#### Supplied text

Posts Tagged ‘Michael Cera’

Once upon a time, there was a school of thought in various quarters of the largely self-appointed “intelligentsia” that posited that David Lynch was something of a fraud. It was never more than a minority opinion, of course — certainly nowhere near as large as the chorus of voices that said much the same about Lichtenstein, Warhol, John Cage, or even James Joyce — and it’s one that pretty much disappeared in the wake of the near-universal praise heaped upon The Straight Story and Mulholland Drive, but it was something that dogged his tail for a good couple of decades prior to reaching his currently-enjoyed plateau of (more or less) unanimous acclaim.  The argument, such as it was, essentially boiled down to this : the guy simply slaps a bunch of weird imagery up on the screen and none of it actually means anything, but it’s done in a clever enough way to make the gullible believe that there’s some elusive “hidden meaning” behind it all that’s forever just beyond their grasp.

I never bought into it, but I did notice a fair number of fraudulent Lynch fans glomming onto his work when he first became a “hot property” in the late ’80s/early ’90s, and they bailed on him quickly — and completely — the minute it became fashionable to move (hell, run) in the opposite direction. Think about it : Wild At Heart won the Palme D’Or at Cannes in 1990, and a mere two years later Twin Peaks : Fire Walk With Me was roundly booed at its premiere there. But which film is more talked about — and lauded — now? And why the sudden change “back in the day”?

########
#### Supplied records

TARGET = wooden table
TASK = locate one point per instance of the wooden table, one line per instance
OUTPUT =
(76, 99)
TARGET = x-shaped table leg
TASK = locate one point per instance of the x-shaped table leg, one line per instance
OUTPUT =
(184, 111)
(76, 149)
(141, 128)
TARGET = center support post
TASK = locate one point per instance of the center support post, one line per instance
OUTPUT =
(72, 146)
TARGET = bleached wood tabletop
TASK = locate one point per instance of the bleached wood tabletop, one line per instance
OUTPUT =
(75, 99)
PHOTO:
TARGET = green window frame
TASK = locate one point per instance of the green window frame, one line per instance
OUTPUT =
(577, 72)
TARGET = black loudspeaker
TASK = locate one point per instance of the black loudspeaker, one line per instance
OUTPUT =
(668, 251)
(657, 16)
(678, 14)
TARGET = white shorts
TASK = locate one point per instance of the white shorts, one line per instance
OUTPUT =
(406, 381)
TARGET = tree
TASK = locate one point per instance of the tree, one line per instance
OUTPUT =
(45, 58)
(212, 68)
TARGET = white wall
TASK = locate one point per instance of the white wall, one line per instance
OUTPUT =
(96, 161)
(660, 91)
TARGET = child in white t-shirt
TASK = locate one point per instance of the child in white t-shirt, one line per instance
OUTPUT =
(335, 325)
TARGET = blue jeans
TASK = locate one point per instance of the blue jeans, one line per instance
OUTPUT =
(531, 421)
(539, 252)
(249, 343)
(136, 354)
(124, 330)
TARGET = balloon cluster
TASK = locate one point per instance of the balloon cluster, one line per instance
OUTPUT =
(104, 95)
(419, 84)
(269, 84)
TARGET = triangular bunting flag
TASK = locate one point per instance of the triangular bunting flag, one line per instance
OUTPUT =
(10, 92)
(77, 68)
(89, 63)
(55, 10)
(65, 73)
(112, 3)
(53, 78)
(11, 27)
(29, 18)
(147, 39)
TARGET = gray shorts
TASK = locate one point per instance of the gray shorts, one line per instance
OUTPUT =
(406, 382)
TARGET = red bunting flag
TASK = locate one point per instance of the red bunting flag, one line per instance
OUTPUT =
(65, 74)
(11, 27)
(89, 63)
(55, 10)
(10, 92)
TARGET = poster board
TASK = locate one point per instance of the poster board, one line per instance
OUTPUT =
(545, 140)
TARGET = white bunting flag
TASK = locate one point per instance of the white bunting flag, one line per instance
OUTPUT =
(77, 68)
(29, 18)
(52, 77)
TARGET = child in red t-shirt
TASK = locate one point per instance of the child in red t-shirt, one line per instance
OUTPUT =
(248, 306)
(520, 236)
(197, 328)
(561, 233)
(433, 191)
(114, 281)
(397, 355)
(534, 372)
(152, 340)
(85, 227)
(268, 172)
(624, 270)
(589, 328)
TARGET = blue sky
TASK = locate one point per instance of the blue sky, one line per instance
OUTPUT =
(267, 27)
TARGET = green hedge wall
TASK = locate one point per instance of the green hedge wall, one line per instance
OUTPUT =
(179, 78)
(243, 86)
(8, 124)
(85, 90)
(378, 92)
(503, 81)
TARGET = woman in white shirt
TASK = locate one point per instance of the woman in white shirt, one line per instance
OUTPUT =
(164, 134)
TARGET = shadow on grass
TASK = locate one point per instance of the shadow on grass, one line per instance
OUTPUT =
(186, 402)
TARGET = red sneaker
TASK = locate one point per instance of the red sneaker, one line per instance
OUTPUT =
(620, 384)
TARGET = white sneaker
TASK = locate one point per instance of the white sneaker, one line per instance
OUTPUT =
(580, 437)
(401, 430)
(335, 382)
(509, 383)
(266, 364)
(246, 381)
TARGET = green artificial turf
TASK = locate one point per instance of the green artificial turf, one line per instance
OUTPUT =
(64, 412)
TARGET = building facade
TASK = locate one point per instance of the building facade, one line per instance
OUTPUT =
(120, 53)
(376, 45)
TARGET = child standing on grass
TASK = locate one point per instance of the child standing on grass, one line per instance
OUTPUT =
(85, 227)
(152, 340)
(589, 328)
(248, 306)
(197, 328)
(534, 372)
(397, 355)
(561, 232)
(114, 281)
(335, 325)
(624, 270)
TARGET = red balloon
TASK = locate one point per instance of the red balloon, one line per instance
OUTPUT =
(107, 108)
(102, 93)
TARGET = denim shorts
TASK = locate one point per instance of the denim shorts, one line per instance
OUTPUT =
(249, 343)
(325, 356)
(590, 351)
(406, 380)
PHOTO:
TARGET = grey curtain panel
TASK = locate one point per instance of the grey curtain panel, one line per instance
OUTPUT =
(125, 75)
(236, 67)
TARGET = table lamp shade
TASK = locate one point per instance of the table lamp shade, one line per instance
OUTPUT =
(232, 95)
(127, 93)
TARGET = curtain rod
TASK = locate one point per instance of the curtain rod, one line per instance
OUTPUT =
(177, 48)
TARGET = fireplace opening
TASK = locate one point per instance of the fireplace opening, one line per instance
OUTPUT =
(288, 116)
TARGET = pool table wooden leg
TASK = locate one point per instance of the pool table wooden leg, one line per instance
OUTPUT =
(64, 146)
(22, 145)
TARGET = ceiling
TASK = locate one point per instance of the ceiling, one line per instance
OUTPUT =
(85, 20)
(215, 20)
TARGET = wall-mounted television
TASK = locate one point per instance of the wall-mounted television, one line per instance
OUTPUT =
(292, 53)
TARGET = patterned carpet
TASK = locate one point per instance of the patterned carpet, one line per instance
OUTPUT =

########
#### Supplied records

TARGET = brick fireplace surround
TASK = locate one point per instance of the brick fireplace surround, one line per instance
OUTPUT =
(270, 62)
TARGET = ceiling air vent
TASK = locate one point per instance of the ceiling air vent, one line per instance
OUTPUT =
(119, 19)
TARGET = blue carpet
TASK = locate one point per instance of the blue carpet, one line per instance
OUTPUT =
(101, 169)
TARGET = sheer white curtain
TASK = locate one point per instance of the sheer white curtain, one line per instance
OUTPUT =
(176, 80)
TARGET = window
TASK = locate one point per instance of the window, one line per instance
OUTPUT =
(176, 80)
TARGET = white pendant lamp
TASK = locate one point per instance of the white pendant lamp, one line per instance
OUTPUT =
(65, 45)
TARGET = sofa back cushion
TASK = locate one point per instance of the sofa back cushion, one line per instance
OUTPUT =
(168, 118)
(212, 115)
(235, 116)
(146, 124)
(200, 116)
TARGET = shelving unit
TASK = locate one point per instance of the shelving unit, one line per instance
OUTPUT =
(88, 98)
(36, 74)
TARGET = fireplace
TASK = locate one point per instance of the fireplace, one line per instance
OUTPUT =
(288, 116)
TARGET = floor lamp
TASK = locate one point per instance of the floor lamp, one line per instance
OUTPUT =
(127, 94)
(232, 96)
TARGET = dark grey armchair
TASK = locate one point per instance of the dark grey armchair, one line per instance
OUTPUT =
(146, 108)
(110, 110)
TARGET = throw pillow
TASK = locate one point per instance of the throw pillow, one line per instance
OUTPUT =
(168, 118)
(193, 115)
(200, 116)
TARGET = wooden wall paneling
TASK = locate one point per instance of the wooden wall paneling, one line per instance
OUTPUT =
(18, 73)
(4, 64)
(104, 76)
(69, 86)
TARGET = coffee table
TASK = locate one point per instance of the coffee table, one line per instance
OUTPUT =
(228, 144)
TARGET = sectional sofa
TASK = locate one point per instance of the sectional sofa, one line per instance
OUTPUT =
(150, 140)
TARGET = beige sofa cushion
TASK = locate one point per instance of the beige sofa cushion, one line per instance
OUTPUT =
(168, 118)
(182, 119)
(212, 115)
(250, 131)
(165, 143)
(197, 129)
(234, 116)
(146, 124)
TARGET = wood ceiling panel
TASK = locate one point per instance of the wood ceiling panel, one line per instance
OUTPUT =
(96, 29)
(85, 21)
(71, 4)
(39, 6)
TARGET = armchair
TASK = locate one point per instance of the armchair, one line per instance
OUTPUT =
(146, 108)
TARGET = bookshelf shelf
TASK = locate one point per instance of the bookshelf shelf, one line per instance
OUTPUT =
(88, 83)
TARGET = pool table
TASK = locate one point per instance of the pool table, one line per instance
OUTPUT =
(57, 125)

########
#### Supplied records

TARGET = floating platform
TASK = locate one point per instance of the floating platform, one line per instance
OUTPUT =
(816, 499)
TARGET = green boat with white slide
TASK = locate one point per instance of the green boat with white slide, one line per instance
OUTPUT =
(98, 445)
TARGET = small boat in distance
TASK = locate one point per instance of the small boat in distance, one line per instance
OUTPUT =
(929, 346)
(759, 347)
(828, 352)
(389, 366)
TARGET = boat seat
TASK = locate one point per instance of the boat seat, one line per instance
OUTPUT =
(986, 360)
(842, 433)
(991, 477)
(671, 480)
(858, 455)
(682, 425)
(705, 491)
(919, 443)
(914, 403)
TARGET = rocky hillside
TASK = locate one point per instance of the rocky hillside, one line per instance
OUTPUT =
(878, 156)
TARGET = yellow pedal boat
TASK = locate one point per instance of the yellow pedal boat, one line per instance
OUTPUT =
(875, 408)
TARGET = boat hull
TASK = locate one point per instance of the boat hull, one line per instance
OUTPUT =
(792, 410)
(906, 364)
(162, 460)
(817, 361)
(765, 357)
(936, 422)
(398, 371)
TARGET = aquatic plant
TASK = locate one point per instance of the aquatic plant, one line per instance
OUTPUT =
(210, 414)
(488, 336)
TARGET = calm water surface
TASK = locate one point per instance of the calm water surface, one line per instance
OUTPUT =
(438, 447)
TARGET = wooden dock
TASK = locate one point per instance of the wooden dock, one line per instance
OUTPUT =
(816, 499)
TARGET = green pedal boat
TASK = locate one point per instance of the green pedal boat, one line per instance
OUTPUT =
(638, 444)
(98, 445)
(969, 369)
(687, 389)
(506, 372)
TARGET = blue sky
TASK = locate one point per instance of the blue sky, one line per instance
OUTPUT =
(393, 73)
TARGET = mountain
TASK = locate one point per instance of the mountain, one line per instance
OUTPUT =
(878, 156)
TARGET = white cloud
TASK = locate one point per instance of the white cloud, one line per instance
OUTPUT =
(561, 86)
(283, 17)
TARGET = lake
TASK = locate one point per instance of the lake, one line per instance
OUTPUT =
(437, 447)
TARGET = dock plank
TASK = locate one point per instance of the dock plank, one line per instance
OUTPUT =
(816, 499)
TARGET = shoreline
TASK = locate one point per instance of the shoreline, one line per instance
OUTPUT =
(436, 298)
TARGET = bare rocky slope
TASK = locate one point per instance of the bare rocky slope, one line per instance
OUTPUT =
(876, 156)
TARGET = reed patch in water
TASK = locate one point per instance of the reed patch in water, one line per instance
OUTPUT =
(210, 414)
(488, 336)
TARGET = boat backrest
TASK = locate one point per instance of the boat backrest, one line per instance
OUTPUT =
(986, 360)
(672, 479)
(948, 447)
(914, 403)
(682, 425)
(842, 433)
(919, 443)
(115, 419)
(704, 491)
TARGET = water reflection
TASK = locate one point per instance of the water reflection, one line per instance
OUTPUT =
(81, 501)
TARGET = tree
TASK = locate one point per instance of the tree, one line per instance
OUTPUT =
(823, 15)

########

| Required task 1 |
Using the post about David Lynch, mark each statement yes or no, and quote the words that decide it: (a) Wild at Heart won the Palme D’Or at Cannes in 1990. (b) The writer once agreed that Lynch was a fraud. (c) Twin Peaks: Fire Walk With Me was cheered at its Cannes premiere.
| Required task 2 |
Carry on the post about David Lynch from where it stops.
The entries have nothing to do with the post about David Lynch.

| Exercise output 1 |
(a) Yes: "Wild At Heart won the Palme D’Or at Cannes in 1990"
(b) No: "I never bought into it"
(c) No: "roundly booed at its premiere there"

| Exercise output 2 |
Well, the soft underbelly of Lynch pseudo-fandom began bailing on the director fairly early during season two of Twin Peaks, pissed off that the Laura Palmer murder mystery supposedly dragged on for too long — but when it finally was solved (at the network’s insistence), that seemed to piss this suddenly hyper-critical rump of viewers off even more, and when the show had the temerity to shift gears in another direction afterwards with the unfairly-maligned Windom Earle storyline, that seemed to be the final nail in the coffin. It was the very definition of a “can’t-win” situation for both Lynch and co-creator Mark Frost, and as ratings tanked, ABC’s schedulers began to fuck with the program mercilessly, first relegating it to a Saturday night “death slot” and then airing it irregularly at various times when they simply had nothing else to plug into their lineup. In the end, the final two episodes were broadcast as a two-hour “movie of the week” on a Monday night in June (back when the summer months were a veritable graveyard for network television programming) nearly two months after the show had last been seen or heard from. At that point, it’s safe to assume that a fair number of people had already assumed that Twin Peaks was over with and weren’t looking for it in the pages of TV Guide (remember those?) anymore. And so a series that had arrived with one of the loudest “bangs” in history exited the stage some 18 months later with a whimper so quiet that almost no one even heard it.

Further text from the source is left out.